* [Exercise aim]: The records below are to be transcribed in full, exactly as given.

Data items
==========
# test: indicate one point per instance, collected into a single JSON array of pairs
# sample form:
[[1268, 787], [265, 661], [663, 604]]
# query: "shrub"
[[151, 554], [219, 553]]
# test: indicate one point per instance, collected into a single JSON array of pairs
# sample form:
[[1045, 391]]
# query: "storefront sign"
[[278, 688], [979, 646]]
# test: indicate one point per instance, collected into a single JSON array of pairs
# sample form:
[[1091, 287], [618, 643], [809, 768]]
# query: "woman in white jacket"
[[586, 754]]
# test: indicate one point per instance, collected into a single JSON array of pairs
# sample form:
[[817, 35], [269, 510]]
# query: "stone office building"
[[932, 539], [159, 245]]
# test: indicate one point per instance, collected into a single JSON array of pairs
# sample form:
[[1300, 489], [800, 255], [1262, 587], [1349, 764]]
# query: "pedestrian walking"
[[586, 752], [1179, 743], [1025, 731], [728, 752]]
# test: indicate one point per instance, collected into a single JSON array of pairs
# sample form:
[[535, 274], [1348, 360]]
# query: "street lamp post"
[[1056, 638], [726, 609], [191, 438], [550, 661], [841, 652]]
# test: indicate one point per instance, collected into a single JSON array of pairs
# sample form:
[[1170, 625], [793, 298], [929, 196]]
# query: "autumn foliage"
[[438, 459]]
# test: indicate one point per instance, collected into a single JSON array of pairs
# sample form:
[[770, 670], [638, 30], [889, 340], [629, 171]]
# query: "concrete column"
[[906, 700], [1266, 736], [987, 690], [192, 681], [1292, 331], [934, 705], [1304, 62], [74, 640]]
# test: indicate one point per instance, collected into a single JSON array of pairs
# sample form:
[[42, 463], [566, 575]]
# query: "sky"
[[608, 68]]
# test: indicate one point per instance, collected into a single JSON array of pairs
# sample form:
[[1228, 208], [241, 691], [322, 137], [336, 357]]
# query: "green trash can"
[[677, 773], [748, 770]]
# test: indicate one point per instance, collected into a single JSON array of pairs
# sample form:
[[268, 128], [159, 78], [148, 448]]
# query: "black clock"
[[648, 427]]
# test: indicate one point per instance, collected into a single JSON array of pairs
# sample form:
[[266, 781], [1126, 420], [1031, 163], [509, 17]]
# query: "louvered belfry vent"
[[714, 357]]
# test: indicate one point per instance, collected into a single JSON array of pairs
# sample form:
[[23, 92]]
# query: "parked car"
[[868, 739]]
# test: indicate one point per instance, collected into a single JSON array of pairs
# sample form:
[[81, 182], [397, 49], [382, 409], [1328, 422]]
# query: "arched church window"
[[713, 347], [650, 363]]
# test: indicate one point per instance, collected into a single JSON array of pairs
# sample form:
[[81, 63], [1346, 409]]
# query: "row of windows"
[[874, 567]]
==========
* [Result below]:
# test: indicate one point per instance, collected into a single JSON array of pairs
# sample form:
[[1268, 787], [265, 661], [663, 604]]
# query: "shrub"
[[151, 554], [219, 553]]
# test: indicate one point per instance, collected into a single JSON array of pairs
# sample form:
[[1045, 391]]
# query: "storefront sign"
[[278, 688], [979, 646]]
# test: indicate one point per instance, collected into a single JSON array of pairs
# sample form:
[[1091, 287], [618, 643], [809, 768]]
# query: "woman in white jacket"
[[586, 754]]
# test: indicate one point per instance, collected into a single JSON array of pairs
# sample form:
[[817, 35], [269, 510]]
# query: "stone office building"
[[932, 539], [159, 245]]
# test: indicate one point per instance, collected into a single JSON array of pairs
# sample form:
[[1300, 489], [800, 255], [1262, 587], [1349, 764]]
# query: "pedestrian walking"
[[586, 752], [1179, 743], [1025, 731], [728, 752]]
# test: indicate one point per instance, collected into a single JSON array of pairs
# sample form:
[[535, 274], [1348, 360]]
# query: "street lamp post"
[[1056, 638], [726, 609], [191, 438], [550, 661], [841, 652]]
# test: indicate one point per instance, collected into a single JSON array of pairs
# sample form:
[[1170, 625], [793, 298], [929, 196]]
# query: "autumn foliage"
[[438, 459]]
# test: indicate one point per instance, collected into a single JSON array of pairs
# sample form:
[[770, 670], [638, 30], [889, 340], [629, 171]]
# query: "concrete column"
[[906, 700], [1266, 736], [987, 690], [192, 681], [1292, 331], [934, 705], [1304, 62], [74, 640]]
# test: indicate one point per instance, collected into a single JSON array of pairs
# sample form:
[[42, 463], [566, 575]]
# query: "sky"
[[608, 68]]
# test: indicate one point per instance, collected into a single JSON array of pairs
# sample form:
[[1228, 208], [241, 691], [322, 137], [336, 357]]
# query: "green trash can"
[[677, 773], [748, 770]]
# test: indicate one point per instance, collected into a single JSON array of pairs
# sample form:
[[268, 128], [159, 78], [148, 448]]
# query: "black clock"
[[648, 427]]
# test: indicate one point per instance, collected into a single JSON array of pairs
# sample form:
[[266, 781], [1126, 420], [1031, 163], [509, 17]]
# query: "louvered belfry vent"
[[714, 357]]
# test: indicate one point per instance, collected into a single JSON array of pairs
# sample form:
[[23, 92]]
# query: "parked car"
[[868, 739]]
# test: indicate one point per instance, collected into a single JSON array of pairs
# sample form:
[[81, 182], [397, 49], [382, 409], [1328, 422]]
# query: "arched church window"
[[713, 347], [650, 363]]
# test: indicate one point per instance, collected into a single JSON array of pairs
# sample form:
[[81, 63], [1346, 409]]
# query: "row of windows"
[[874, 567]]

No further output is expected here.